++++ Materials provided

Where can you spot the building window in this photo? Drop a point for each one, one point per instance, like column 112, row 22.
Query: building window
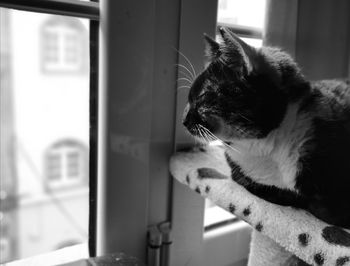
column 66, row 164
column 73, row 164
column 63, row 43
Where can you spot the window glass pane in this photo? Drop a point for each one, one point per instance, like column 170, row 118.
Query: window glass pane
column 249, row 13
column 233, row 13
column 44, row 128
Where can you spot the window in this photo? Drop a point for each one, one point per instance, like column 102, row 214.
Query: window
column 63, row 42
column 66, row 164
column 48, row 128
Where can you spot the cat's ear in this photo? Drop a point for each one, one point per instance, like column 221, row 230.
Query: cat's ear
column 212, row 48
column 239, row 54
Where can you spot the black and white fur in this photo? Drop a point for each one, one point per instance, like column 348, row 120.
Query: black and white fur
column 287, row 139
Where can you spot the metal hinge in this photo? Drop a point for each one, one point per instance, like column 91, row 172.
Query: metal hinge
column 158, row 244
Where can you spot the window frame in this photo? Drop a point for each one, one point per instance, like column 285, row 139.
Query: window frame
column 89, row 10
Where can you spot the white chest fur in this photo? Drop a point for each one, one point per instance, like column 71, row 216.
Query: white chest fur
column 274, row 160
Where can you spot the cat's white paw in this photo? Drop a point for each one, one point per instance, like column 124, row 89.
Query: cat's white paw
column 195, row 180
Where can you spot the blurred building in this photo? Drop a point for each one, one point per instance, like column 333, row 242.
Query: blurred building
column 44, row 133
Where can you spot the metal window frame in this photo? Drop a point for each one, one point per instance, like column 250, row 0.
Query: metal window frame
column 75, row 8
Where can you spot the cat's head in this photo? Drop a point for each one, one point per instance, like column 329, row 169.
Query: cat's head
column 243, row 92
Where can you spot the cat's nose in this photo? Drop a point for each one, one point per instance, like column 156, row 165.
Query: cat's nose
column 190, row 119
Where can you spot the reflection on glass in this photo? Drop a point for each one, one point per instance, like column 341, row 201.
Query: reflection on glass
column 231, row 13
column 44, row 133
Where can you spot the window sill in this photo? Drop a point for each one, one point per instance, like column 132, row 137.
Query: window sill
column 61, row 256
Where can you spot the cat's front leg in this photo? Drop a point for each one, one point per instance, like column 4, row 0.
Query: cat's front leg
column 269, row 193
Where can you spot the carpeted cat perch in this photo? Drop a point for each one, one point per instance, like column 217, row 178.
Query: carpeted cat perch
column 281, row 233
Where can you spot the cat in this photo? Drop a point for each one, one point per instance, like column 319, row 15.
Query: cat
column 286, row 139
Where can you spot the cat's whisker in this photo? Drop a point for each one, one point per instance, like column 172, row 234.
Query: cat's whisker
column 183, row 87
column 244, row 117
column 186, row 75
column 184, row 67
column 217, row 138
column 185, row 79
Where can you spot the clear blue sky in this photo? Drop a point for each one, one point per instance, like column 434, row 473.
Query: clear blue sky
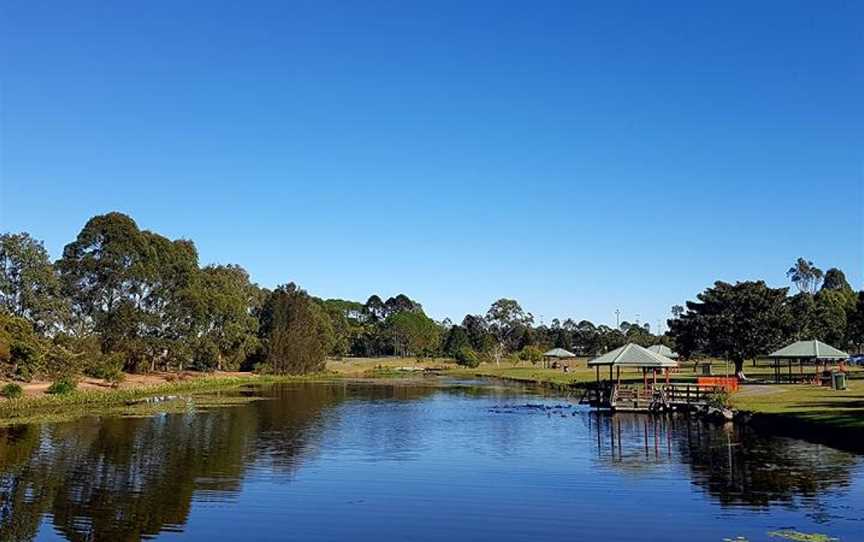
column 579, row 158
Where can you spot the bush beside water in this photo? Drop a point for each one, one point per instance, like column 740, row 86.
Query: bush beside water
column 11, row 391
column 64, row 386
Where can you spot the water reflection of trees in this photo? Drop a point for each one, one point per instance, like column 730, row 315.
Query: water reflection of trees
column 121, row 479
column 733, row 463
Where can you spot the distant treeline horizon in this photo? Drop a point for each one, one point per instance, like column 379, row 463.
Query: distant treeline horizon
column 125, row 299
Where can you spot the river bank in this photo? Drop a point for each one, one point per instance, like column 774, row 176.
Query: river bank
column 814, row 413
column 811, row 412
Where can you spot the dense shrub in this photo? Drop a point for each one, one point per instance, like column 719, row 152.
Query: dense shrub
column 63, row 386
column 108, row 367
column 11, row 391
column 22, row 352
column 467, row 357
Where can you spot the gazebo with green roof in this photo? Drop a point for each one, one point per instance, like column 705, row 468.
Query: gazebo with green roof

++++++++

What the task requires:
Retype the entries starting at the line that contains "Where can you spot the cat's front" and ending at the line that contains "column 64, row 386", both included, reproducing each line exactly. Leave the pictures out of your answer.

Finished exercise:
Where can you spot the cat's front leg in this photo? Drop a point for each one, one point per instance, like column 4, row 0.
Query: cat's front leg
column 269, row 193
Where can you spot the carpeted cat perch in this photo? Drop a point for each one, one point per instance, like column 217, row 178.
Query: carpeted cat perch
column 281, row 233
Where can you spot the cat in this photo? Drop a point for each one, one point per instance, like column 319, row 15.
Query: cat
column 286, row 139
Where can you spot the cat's whisker in this photo? Drop a point for each one, one point per instance, like column 172, row 234.
Query: cat's whisker
column 183, row 87
column 244, row 117
column 186, row 75
column 184, row 67
column 217, row 138
column 185, row 79
Where can you spot the clear blue sky in this photo? Drop a point for each one, one point per instance, like column 434, row 473.
Query: clear blue sky
column 579, row 158
Where can you spot the bush beside water in this photo? Drop a point for each one, one point per instance, like column 740, row 86.
Query: bush beside water
column 11, row 391
column 64, row 386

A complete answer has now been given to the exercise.